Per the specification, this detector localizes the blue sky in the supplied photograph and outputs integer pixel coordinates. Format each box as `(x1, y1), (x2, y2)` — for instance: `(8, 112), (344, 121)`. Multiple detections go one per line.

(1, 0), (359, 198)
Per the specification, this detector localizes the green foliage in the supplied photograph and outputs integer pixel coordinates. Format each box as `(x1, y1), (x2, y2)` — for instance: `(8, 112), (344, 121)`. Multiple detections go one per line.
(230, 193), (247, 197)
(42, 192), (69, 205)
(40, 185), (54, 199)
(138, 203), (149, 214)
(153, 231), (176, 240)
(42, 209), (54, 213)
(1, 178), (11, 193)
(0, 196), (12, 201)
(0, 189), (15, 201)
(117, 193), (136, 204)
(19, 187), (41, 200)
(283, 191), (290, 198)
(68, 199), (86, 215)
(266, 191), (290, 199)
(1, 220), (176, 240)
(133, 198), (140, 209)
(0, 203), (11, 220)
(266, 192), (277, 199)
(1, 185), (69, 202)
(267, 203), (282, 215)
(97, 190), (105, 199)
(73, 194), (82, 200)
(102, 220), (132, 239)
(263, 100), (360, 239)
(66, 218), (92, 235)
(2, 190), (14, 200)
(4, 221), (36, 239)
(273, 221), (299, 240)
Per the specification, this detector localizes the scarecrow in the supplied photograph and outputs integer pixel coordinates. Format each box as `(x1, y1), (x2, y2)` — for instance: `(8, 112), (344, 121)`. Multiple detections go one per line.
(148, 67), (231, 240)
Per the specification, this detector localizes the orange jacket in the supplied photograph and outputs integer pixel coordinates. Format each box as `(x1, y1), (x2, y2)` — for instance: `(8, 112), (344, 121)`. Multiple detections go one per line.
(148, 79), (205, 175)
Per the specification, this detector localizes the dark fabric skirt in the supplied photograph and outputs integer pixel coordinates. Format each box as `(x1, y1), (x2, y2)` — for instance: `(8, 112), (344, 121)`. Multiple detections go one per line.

-*-

The data must be retyped in full, exactly as it reads.

Per the specification, this detector localizes the blue sky in the supplied photograph and outputs integer pixel coordinates. Format each box as `(x1, y1), (x2, y2)` — for instance: `(8, 112), (344, 121)`. Multiple detections go one per line.

(1, 0), (359, 198)
Per the specification, this detector localizes the green foliage in the supplied photograph and outputs integer pixel coordinates. Format each box as `(x1, y1), (x2, y2)` — for instance: `(8, 112), (344, 121)`. Multiple detections go one per line.
(230, 193), (247, 197)
(42, 192), (69, 205)
(40, 185), (54, 199)
(138, 203), (149, 214)
(153, 231), (176, 240)
(42, 209), (54, 213)
(1, 178), (11, 193)
(0, 196), (12, 201)
(0, 189), (15, 201)
(117, 193), (136, 204)
(19, 187), (41, 200)
(283, 191), (290, 198)
(68, 199), (86, 215)
(266, 191), (290, 199)
(1, 220), (176, 240)
(133, 198), (140, 209)
(0, 203), (11, 220)
(266, 192), (277, 199)
(1, 185), (69, 202)
(267, 203), (282, 215)
(97, 190), (105, 199)
(73, 194), (82, 200)
(102, 220), (132, 239)
(263, 100), (360, 239)
(66, 218), (92, 235)
(2, 190), (14, 200)
(4, 221), (36, 239)
(273, 221), (299, 240)
Per the specification, this detector localizes the scarecrow in the supplied photograph and outputs integer pixel coordinates. Format each box as `(x1, y1), (x2, y2)` — for instance: `(8, 112), (344, 121)`. Multiple detections go one per line.
(148, 67), (231, 240)
Per the specification, this detector localizes the orange jacket in the supplied photograph and outputs integer pixel coordinates. Format each box as `(x1, y1), (x2, y2)` — for instance: `(8, 112), (344, 121)`. Multiple detections go one per line.
(148, 79), (205, 175)
Per the specification, this detector localizes the dark fabric skirt in the supplied photograph and outputs integer pixel coordinates. Format each box as `(x1, y1), (x2, y2)` — for instance: `(8, 112), (344, 121)`. Multiple detections go one per line.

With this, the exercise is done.